[Excerpts from a dataset]
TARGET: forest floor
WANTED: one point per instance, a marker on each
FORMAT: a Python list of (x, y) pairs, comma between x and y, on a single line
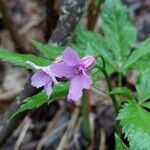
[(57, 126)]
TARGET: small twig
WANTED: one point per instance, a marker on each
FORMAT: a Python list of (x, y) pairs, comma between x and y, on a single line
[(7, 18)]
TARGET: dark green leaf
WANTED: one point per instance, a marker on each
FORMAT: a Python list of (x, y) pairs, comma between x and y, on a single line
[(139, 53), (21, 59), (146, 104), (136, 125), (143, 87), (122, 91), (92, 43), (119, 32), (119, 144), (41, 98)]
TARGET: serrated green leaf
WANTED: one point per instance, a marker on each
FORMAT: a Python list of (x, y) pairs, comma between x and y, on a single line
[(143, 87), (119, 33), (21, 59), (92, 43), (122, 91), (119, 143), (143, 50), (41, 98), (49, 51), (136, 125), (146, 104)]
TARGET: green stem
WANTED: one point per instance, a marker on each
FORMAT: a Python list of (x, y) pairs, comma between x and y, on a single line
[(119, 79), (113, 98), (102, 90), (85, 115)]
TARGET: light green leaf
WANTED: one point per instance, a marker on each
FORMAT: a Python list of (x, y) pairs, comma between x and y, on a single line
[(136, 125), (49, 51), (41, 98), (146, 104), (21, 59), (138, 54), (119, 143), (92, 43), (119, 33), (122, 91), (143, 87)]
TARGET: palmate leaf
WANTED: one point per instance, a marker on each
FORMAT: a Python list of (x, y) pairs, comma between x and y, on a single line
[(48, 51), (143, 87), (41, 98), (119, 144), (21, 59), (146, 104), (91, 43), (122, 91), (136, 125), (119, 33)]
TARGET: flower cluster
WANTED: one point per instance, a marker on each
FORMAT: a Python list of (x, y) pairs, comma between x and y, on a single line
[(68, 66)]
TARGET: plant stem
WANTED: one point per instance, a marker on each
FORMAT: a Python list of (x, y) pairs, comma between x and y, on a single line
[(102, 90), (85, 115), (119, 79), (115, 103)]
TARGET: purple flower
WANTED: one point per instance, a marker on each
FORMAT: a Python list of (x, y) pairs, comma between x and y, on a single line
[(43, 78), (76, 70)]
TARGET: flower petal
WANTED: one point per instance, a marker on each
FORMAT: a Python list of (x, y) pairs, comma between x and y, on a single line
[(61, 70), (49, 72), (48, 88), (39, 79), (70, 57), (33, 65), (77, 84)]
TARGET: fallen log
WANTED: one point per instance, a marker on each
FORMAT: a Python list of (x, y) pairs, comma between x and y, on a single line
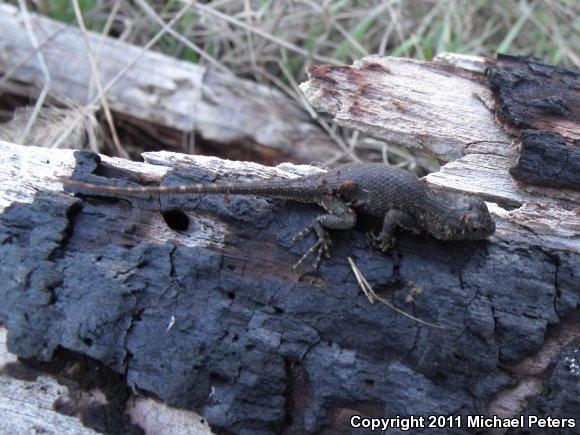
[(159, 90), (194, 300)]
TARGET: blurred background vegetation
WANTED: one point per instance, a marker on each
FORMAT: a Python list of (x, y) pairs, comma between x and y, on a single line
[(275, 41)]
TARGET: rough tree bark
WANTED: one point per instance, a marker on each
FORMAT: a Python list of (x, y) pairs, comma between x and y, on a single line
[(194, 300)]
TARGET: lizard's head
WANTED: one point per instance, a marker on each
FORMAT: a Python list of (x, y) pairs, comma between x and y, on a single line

▸ PROBLEM
Give back the full data exactly as it reads, but drop the pictures.

▸ ANSWER TO THIS PROBLEM
TARGET: forest floor
WANTED: one point per instance, a marker on each
FORMAT: a Python list of (x, y) pairs, comma between x and y, on a single line
[(57, 126)]
TARGET: small twig
WANTED: one point per instance, a marker on each
FORMAT: a Python list of (x, y) pairs, comma between x and y, on a single line
[(7, 18)]
TARGET: dark green leaf
WANTED: one point per instance, a marker on each
FORMAT: a Python list of (x, y) pairs, comma between x and y, on a single line
[(139, 53), (21, 59), (146, 104), (136, 125), (143, 87), (122, 91), (92, 43), (119, 32), (119, 144), (41, 98)]
TARGET: serrated green leaf
WANTED: one point per instance, a marker on each
FORMAT: a Python list of (x, y) pairs, comma between x and y, on a single line
[(143, 87), (119, 33), (21, 59), (92, 43), (122, 91), (119, 143), (143, 50), (41, 98), (49, 51), (136, 125), (146, 104)]
TARGET: green stem
WANTED: one point per instance, a marker on each
FORMAT: a Python list of (x, y) pairs, comma between x and y, on a single line
[(119, 79), (113, 98), (102, 90), (85, 115)]
TARGET: light green leaf
WANTED: one point per instance, a marker on each
FORMAT: a Python list of (x, y) pairs, comma between x and y, on a single line
[(136, 125), (49, 51), (41, 98), (146, 104), (21, 59), (138, 54), (119, 143), (92, 43), (119, 33), (122, 91), (143, 87)]
TARGET: palmate leaf
WANTED: one point per instance, a marker on each
FORMAT: a Python list of (x, y) pairs, comma between x and y, on a single line
[(48, 51), (143, 87), (41, 98), (119, 144), (21, 59), (146, 104), (91, 43), (122, 91), (136, 125), (119, 33)]
TARGET: flower cluster
WANTED: one point per instance, a marker on each
FORMAT: a Python list of (x, y) pairs, comma between x and y, on a single line
[(68, 66)]
TARGET: plant stem
WANTED: one point per instance, a marker on each
FORMAT: a Python list of (x, y) pairs, comma between x and y, on a single line
[(102, 90), (85, 115), (119, 79), (115, 103)]
TARGET: purple flower
WANTED: one point per instance, a marker on each
FORMAT: a Python list of (x, y) pairs, comma between x and y, on a single line
[(43, 78), (76, 70)]
TARGET: flower petal
WANTED: one point per instance, a marker on each
FORMAT: a Python list of (x, y) pairs, comma between x and y, on a single line
[(61, 70), (49, 72), (48, 88), (39, 79), (70, 57), (33, 65), (77, 84)]
TARGET: fallen log
WANTED: one point per instance, a marker on each
FORMAT: a Python list of (x, y) pairs, comma between x and y, on a single line
[(159, 90), (194, 300)]
TARGET: blurred background vegetation
WANTED: one point per instance, a marker on each
FORMAT: a Python list of (x, y) pairs, comma between x and y, on a single line
[(275, 41)]
TARGET: rough tree bark
WANTED: one point per instance, a marker on each
FORMAT: a Python list of (x, y) pairs, comma between x and y, on a single line
[(194, 300)]
TARGET: lizard's head
WANTED: one point per instance, a marker on each
FORMAT: a Python list of (x, y) pairs, comma between x and y, on a single line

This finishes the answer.